# Electrical Tape



## wombat (Jun 10, 2011)

I've been using electrical tape or electricians tape whatever you want to call it, it's the stretchy black plastic tape.
I just find it's a lot easier to use, the secret seems to be to put a dab of glue on the end to prevent it fraying. I use a bit of "Tarzan's grip" glue and it to works just fine. The latest one I cut the tape in half so it would fit the grove better, anyway we'll see how it goes. so far no problems.


----------



## Hrawk (Oct 25, 2010)

Nice. Duck has been using athletic tape for the same thing and it seems to work well for him.

Cleaning up that residue when you're done is a pain though. Those cheap alcohol wipes you get work really well though.


----------



## lightgeoduck (Apr 3, 2011)

Yeah, I find cotton tape to be the best, especially attaching the bands to the pouch. I have used electicialtape in the past. It works fine, but (depending on who makes it) the residue starts to build on the forks.... I say if you continue, try a different color... I believe blue or yellow is the best when it comes to less mess left after taking it off.

You did a fine job on yours, and I am sure you enjoy doing that over wrapping thin strips of latex...

Thanks for sharing, it's always good hearing experiences from different people...

LGD


----------



## lightgeoduck (Apr 3, 2011)

Oh, I forgot to mention, the tip with the glue is great, and I will keep that in mind the next time I revisit unsung electrical tape (which I am sure I will)

LGD again


----------



## Tube_Shooter (Dec 8, 2012)

Good idea with the tape, also self amalgamating tape works fine too


----------



## Dayhiker (Mar 13, 2010)

Well now I'm gonna try it! Thanks.


----------



## Henry the Hermit (Jun 2, 2010)

As the Forum nit-picker, I just want to point out that "electrical" tape is plastic, "electricians" tape is cloth.


----------



## tradspirit (Jul 23, 2012)

Thank you Henry..I was unaware of the difference.


----------



## Henry the Hermit (Jun 2, 2010)

tradspirit said:


> Thank you Henry..I was unaware of the difference.


I don't think many people under 60 are. LOL!


----------



## Cjw (Nov 1, 2012)

There are different grades of electrical tapes the cloth type is friction tape it used to be used when splices were made. Most uses now is vi


----------



## Cjw (Nov 1, 2012)

Most used now is plastic or vinyl tape. Scotch 88 would most likely be the best for your application. I've been an electrician for 35 years.


----------



## Henry the Hermit (Jun 2, 2010)

I stand corrected, CJW. When I was a boy, cloth was the only type of electrician's tape available in my home town. As a career electronics tech, I never used cloth tape.


----------



## Dayhiker (Mar 13, 2010)

I don't know if I'd trust electrical tape in the tropics.... or in any slingshot that's been out in the sun for an hour or so. The glue softens and the tape starts to slide.


----------



## Cervantes (Jun 10, 2011)

Wear eye protection.
But with my Texas weather, I think I would need to wear a hockey mask before trying this out..


----------



## Flatband (Dec 18, 2009)

And then there's Electrical sealing tape. Looks just like Scotch 88 Electric tape but is a rubber compound and stretches real nice. I used it many years ago for tying bands to pouches and to the prongs. We called it "Rubber tape". Cut a piece,peel off the protective sheet,and stretch it out. I also tried heat shrink tape. Makes a very neat and professional attachment to the pouch but for obvious reasons you have to be REAL careful with the heat source! Flatband


----------



## Cjw (Nov 1, 2012)

The rubber is used in a 3 step process in splicing and insulating connections like split bolt connectors the 3 tape used are cambric, rubber splicing and finally vinyl or plastic tape.


----------



## Berkshire bred (Mar 4, 2012)

i understand the interest in different materials but why not just use a thin strip of your elastic.


----------



## Flatband (Dec 18, 2009)

Hey BB, it's just our nature. We have to try all possibilities!!!!!!!! Flatband


----------



## Henry the Hermit (Jun 2, 2010)

Gary is right. I'm quite sure that somewhere there is a good old boy about my age who once tied his inner tube rubber to a forked stick with barbed wire, or 'bob-war' as we called it.


----------

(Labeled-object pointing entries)
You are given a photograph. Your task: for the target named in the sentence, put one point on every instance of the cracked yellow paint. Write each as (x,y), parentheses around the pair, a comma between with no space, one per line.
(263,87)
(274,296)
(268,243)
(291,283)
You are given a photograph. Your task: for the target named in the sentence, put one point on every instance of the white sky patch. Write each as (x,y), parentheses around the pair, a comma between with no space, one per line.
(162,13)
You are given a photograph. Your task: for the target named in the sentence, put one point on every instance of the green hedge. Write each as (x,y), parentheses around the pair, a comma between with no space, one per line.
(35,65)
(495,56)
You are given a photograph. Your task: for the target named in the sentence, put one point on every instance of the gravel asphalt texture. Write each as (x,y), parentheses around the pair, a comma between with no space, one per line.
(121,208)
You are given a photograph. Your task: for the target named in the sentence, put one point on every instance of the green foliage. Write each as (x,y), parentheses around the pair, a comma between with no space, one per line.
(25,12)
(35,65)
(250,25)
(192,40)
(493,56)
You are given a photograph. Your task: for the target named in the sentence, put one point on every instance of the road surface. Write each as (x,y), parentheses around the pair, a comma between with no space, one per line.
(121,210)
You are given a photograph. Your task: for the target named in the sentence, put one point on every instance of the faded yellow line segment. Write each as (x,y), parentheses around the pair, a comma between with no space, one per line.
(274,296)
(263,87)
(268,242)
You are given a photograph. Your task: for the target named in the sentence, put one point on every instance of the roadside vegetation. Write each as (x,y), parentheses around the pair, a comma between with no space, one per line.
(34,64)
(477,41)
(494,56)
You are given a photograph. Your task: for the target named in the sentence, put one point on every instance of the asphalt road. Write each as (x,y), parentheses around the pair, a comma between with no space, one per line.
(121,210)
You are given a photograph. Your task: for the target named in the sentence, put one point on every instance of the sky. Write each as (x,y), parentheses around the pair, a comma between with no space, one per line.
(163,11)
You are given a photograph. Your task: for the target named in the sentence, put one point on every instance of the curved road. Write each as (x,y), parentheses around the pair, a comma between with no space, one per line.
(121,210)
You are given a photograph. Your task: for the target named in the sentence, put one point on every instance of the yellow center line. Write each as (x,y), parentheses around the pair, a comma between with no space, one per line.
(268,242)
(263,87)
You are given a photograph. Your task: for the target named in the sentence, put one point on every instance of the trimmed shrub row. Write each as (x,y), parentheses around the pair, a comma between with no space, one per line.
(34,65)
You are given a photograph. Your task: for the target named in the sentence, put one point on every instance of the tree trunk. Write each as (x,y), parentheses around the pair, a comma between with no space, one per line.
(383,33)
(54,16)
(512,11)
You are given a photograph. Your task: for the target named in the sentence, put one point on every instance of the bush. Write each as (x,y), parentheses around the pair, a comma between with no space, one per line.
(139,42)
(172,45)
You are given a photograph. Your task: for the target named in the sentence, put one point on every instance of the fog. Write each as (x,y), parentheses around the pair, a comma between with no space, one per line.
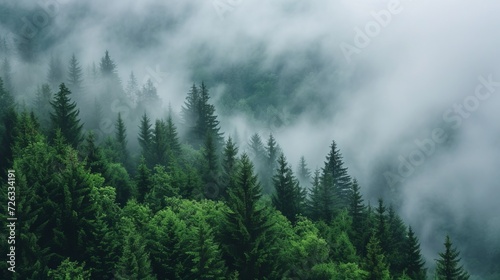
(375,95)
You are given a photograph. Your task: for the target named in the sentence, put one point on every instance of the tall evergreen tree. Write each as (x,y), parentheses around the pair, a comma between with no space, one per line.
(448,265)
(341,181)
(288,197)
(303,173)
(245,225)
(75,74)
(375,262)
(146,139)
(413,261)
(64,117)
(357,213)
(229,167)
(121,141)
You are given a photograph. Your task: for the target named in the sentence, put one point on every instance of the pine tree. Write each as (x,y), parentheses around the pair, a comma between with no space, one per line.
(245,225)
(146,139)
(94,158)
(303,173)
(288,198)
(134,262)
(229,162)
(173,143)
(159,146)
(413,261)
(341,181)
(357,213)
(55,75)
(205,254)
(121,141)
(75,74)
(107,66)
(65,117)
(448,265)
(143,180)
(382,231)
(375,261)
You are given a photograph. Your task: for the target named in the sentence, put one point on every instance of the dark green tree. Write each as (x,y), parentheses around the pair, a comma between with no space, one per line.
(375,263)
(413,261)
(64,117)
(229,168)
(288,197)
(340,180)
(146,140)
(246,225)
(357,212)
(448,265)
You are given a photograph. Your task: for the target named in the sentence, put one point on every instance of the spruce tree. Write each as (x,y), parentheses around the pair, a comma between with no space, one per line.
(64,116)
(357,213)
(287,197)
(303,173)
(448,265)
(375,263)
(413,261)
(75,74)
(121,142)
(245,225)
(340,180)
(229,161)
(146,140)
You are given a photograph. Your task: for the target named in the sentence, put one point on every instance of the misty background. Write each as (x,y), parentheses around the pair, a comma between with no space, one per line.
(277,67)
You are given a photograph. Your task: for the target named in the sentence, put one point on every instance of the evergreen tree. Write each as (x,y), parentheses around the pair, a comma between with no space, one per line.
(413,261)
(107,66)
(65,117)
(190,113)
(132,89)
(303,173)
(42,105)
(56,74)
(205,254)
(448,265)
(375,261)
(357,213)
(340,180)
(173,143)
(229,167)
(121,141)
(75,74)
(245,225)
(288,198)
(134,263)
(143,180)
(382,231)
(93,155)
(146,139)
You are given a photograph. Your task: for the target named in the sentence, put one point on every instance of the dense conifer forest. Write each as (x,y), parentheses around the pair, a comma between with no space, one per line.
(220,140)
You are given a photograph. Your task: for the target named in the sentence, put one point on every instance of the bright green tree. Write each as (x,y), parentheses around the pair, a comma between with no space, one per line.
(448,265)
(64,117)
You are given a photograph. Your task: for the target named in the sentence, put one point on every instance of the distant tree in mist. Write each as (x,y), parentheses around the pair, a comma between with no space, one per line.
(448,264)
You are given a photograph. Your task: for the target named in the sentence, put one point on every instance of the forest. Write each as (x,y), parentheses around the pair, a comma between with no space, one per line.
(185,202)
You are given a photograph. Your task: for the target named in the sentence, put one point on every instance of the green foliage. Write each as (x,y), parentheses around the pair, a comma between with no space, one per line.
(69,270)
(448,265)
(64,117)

...

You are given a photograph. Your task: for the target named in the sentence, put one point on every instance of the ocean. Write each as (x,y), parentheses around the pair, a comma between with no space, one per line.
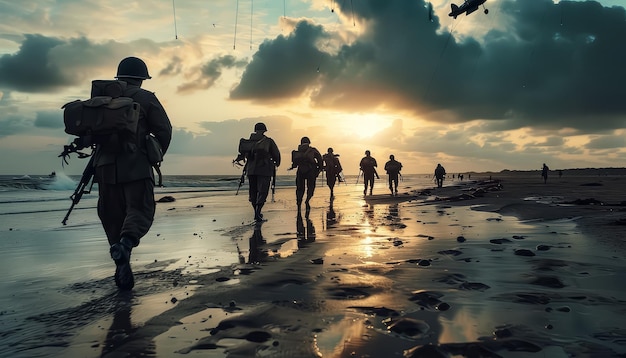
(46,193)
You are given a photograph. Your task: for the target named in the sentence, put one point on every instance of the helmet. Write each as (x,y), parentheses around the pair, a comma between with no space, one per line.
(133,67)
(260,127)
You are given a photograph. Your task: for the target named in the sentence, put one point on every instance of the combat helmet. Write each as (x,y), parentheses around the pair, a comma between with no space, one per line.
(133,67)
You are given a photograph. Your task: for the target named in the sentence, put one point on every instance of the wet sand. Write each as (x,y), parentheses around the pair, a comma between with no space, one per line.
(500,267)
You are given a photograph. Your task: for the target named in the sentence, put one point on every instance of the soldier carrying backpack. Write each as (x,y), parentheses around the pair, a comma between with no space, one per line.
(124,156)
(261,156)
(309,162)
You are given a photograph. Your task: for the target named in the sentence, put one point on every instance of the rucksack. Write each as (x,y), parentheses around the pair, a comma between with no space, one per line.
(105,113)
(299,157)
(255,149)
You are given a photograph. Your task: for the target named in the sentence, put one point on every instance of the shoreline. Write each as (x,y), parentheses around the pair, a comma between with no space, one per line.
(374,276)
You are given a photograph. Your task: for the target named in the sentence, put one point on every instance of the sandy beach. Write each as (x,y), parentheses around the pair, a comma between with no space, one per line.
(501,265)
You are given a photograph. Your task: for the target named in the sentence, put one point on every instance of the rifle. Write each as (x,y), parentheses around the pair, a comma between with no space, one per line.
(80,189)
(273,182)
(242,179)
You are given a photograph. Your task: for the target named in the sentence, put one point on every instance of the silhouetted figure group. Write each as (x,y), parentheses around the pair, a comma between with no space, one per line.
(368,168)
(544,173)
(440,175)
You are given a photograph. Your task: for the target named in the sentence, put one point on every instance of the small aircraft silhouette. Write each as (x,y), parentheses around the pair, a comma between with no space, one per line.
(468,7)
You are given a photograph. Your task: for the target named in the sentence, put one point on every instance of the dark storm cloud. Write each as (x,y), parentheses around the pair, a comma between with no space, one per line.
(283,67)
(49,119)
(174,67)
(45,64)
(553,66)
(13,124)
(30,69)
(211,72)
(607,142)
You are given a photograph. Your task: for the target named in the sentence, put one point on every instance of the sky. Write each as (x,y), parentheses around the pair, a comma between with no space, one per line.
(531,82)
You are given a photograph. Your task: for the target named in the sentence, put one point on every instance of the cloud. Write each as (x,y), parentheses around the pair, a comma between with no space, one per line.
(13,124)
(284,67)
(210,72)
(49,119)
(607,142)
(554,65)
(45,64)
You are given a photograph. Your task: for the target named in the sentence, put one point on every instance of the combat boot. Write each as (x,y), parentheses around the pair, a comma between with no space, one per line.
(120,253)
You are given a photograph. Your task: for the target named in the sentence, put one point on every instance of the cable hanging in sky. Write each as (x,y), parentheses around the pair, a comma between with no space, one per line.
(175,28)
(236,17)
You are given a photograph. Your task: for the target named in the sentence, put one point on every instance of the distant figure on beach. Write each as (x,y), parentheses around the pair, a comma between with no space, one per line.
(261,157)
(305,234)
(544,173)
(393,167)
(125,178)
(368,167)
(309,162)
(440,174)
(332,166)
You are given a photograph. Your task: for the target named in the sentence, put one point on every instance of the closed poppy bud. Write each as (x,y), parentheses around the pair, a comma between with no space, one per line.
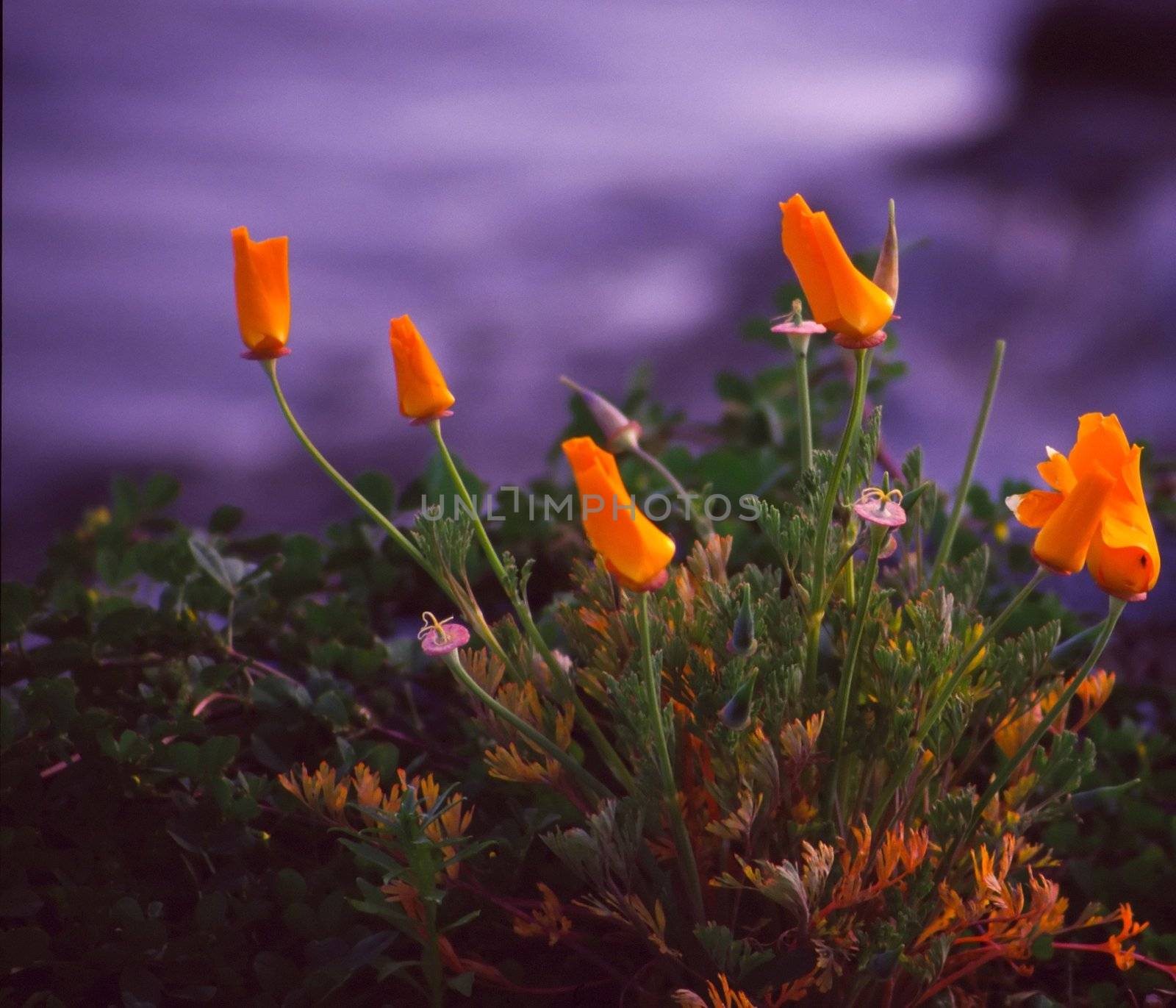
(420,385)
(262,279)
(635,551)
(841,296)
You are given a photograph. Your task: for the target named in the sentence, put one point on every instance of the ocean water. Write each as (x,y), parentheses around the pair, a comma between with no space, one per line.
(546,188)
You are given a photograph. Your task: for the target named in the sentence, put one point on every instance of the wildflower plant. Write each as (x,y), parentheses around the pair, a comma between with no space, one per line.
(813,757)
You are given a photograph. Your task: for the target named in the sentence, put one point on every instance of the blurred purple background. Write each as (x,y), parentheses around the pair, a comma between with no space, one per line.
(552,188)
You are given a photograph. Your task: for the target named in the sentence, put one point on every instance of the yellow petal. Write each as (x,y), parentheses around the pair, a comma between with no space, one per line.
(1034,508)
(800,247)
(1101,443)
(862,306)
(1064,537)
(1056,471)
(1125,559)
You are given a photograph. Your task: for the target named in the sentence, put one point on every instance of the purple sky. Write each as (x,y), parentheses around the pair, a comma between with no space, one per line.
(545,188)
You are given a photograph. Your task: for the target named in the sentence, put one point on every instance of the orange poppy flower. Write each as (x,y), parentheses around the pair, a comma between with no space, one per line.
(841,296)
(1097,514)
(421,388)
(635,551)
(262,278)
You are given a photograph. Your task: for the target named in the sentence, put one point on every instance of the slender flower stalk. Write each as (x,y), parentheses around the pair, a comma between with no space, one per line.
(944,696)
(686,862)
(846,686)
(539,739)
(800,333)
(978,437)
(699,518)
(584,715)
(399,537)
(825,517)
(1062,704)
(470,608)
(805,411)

• _Instructions to follow_
Answer these questions about the electrical tape thread:
(a) What glue does wombat dab on the end of the tape?
(b) According to Henry the Hermit, what is "electricians" tape made of?
(c) Which tape does Cjw say would most likely be best for the application?
The listing above comes from a separate source and has no connection to the electrical tape thread.

• _Solution to the problem_
(a) "Tarzan's grip" glue
(b) Cloth
(c) Scotch 88